TASK OBJECTIVE: Only lines with the word "coordinates" are wanted; copy each of them from the listing below.

RECORDS SHOWN:

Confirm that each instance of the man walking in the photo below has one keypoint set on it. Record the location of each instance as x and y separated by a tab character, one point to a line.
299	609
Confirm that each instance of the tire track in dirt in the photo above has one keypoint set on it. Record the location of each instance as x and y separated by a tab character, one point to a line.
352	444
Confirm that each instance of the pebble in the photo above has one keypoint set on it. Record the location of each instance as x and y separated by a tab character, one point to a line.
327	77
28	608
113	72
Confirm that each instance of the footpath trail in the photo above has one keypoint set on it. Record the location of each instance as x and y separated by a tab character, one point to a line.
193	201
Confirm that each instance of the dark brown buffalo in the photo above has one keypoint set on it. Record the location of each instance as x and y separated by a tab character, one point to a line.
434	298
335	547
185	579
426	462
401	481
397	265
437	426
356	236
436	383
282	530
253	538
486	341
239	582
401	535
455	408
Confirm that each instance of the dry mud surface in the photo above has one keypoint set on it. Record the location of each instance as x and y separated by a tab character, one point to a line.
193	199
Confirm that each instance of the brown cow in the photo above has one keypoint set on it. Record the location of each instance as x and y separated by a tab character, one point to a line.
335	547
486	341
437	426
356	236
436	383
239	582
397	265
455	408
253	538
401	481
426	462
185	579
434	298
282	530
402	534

...

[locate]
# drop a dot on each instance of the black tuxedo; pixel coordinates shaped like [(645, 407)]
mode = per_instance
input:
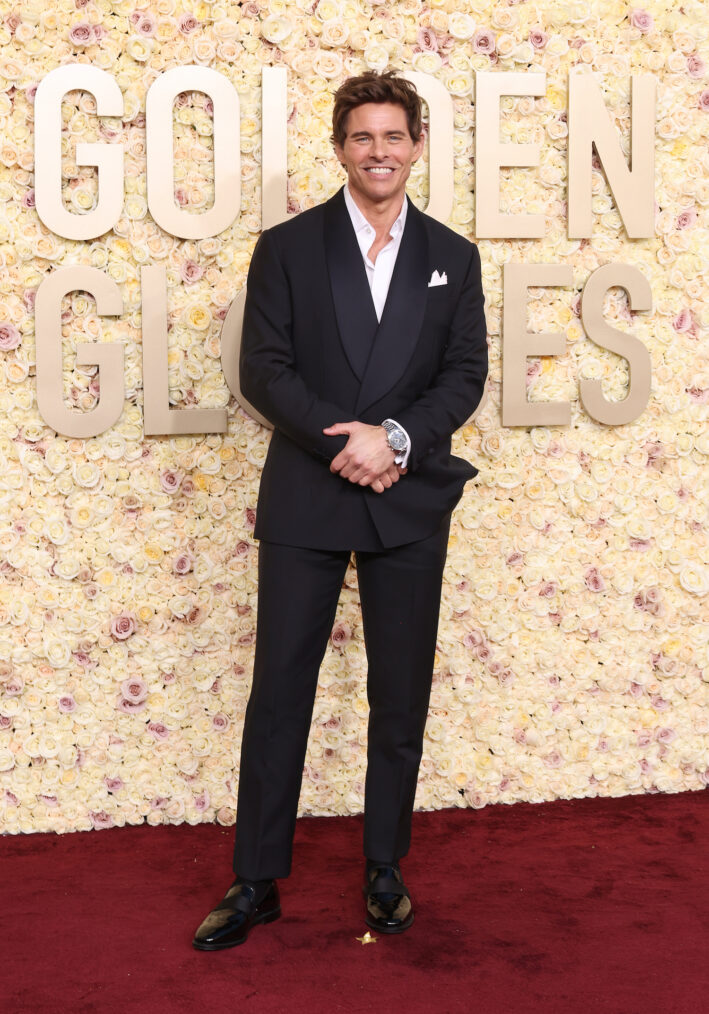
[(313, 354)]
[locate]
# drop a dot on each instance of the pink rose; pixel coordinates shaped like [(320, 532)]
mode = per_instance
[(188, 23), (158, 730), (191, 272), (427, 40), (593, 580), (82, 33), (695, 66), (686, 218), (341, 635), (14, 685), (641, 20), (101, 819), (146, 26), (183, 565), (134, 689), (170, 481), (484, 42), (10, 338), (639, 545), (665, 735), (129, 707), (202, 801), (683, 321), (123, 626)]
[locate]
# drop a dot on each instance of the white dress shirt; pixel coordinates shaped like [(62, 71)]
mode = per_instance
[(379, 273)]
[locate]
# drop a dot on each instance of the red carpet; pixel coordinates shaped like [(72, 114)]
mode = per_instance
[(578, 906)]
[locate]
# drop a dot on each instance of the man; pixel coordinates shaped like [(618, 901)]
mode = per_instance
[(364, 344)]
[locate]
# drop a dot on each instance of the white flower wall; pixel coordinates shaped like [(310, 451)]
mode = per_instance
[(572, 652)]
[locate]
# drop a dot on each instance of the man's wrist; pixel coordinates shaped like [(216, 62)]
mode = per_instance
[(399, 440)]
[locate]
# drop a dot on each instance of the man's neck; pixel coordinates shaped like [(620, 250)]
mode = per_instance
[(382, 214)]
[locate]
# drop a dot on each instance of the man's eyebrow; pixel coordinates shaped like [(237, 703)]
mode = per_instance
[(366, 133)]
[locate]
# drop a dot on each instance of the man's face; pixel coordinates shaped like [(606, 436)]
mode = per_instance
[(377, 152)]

COMPLETED EXERCISE:
# drop a dot on each instance of the black tuxedo; pixel coordinates shaped like [(645, 407)]
# drop a dot on each instance of the pink rose; pixel coordinates shaped like [(320, 532)]
# drop a dot on each instance of the white dress shirt; pixel coordinates shaped like [(62, 71)]
# drop a dot on each instance of the red carpet; pixel coordinates shaped like [(72, 114)]
# drop a dot on each instance of the man; pixel coordinates shaped like [(618, 901)]
# drop a dot on each instance of the white flower wall; pixel coordinates shaped like [(310, 451)]
# drop a dot on each instance of the man's wrist; pixel coordinates shaped like [(216, 62)]
# drop a dot on each instance of the man's neck; pixel coordinates shaped like [(620, 250)]
# drop a dot on each instance of the man's eyebrow; pixel coordinates shaped like [(237, 703)]
# drop a dot on each instance of the man's face; pixel coordinates shaped like [(606, 436)]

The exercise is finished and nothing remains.